■ REQUIRED TASKS ■
1. In the commentary on Abram, what words make up the "word" that sounds to his inward ear?
2. Carry the commentary on Abram forward from its final sentence, in the same style.

1. Abram had exposed himself to dangerous reprisals
by his victory
over the confederate Eastern raiders. In the
reaction following the
excitement of battle, dread and despondency seem to
have shadowed
his soul. Therefore the assurance with which this
chapter opens came
to him. It was new, and came in a new form. He is
cast into a state
of spiritual ecstasy, and a mighty 'word' sounds,
audible to his
inward ear. The form which it takes--'I am thy
shield'--suggests
the thought that God shapes His revelation according
to the moment's
need. The unwarlike Abram might well dread the
return of the
marauders in force, to avenge their defeat.
Therefore God speaks to
his fears and present want. Just as to Jacob the
angels appeared as
a heavenly camp guarding his undefended tents and
helpless women;
so, here and always, God is to us what we most need
at the moment,
whether it be comfort, or wisdom, or guidance, or
strength. The
manna tasted to each man, as the rabbis say, what he
most desired.
God's gifts take the shape of man's necessity.

■ DATASET ■
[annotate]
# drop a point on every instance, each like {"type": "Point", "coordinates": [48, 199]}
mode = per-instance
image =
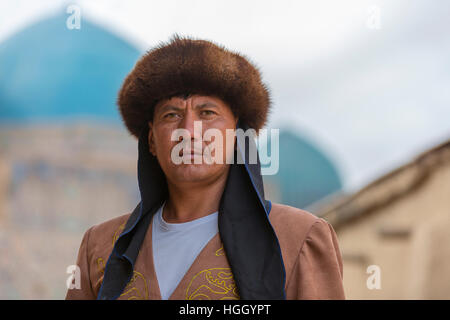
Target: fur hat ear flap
{"type": "Point", "coordinates": [192, 66]}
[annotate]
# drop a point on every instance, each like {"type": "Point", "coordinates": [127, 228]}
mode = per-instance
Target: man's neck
{"type": "Point", "coordinates": [190, 202]}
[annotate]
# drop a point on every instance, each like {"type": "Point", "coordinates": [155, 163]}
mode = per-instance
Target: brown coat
{"type": "Point", "coordinates": [308, 244]}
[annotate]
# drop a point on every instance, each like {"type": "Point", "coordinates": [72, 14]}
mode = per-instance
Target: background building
{"type": "Point", "coordinates": [399, 223]}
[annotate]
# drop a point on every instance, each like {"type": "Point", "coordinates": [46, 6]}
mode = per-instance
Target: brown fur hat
{"type": "Point", "coordinates": [191, 66]}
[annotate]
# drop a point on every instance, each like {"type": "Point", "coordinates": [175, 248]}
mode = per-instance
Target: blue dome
{"type": "Point", "coordinates": [305, 174]}
{"type": "Point", "coordinates": [50, 72]}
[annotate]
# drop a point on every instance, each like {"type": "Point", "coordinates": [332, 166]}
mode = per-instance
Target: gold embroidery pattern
{"type": "Point", "coordinates": [212, 284]}
{"type": "Point", "coordinates": [118, 232]}
{"type": "Point", "coordinates": [131, 290]}
{"type": "Point", "coordinates": [101, 265]}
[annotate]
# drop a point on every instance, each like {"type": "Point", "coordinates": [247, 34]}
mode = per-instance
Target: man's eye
{"type": "Point", "coordinates": [170, 115]}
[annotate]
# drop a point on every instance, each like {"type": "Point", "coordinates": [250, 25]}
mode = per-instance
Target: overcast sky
{"type": "Point", "coordinates": [371, 89]}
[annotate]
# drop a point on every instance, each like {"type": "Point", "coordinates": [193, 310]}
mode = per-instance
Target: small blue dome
{"type": "Point", "coordinates": [305, 174]}
{"type": "Point", "coordinates": [48, 71]}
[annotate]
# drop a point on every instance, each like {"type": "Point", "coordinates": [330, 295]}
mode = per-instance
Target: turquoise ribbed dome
{"type": "Point", "coordinates": [305, 173]}
{"type": "Point", "coordinates": [48, 71]}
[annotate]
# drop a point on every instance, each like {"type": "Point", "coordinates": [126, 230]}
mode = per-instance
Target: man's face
{"type": "Point", "coordinates": [178, 113]}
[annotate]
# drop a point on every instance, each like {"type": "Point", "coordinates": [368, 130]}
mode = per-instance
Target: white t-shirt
{"type": "Point", "coordinates": [176, 245]}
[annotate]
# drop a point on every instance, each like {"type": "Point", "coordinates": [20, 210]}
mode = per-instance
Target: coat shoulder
{"type": "Point", "coordinates": [292, 227]}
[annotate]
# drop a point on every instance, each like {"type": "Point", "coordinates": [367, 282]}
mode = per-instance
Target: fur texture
{"type": "Point", "coordinates": [193, 66]}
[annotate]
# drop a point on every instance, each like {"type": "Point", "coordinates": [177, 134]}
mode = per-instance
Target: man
{"type": "Point", "coordinates": [203, 230]}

■ THE RESPONSES ■
1. "I am thy shield."

2.
Abram had just exercised singular generosity in
absolutely refusing
to enrich himself from the spoil. God reveals
Himself as 'his
exceeding great reward.' He gives Himself as
recompense for all
sacrifices. Whatever is given up at His bidding,
'the Lord is able
to give thee much more than this.' Not outward
things, nor even an
outward heaven, is the guerdon of the soul; but a
larger possession
of Him who alone fills the heart, and fills the
heart alone. Other
riches may be counted, but this is 'exceeding
great,' passing
comprehension, and ever unexhausted, and having
something over after
all experience. Both these aspects of God's
preciousness are true
for earth; but we need a shield only while exposed
to attack. In the
land of peace, He is only our reward.
2. Mark the triumphant faith which wings to meet the
divine promise.
The first effect of that great assurance is to
deepen Abram's
consciousness of the strange contradiction to it
apparently given by
his childlessness. It is not distrust that answers
the promise with
a question, but it is eagerness to accept the
assurance and
ingenuous utterance of difficulties in the hope of
their removal.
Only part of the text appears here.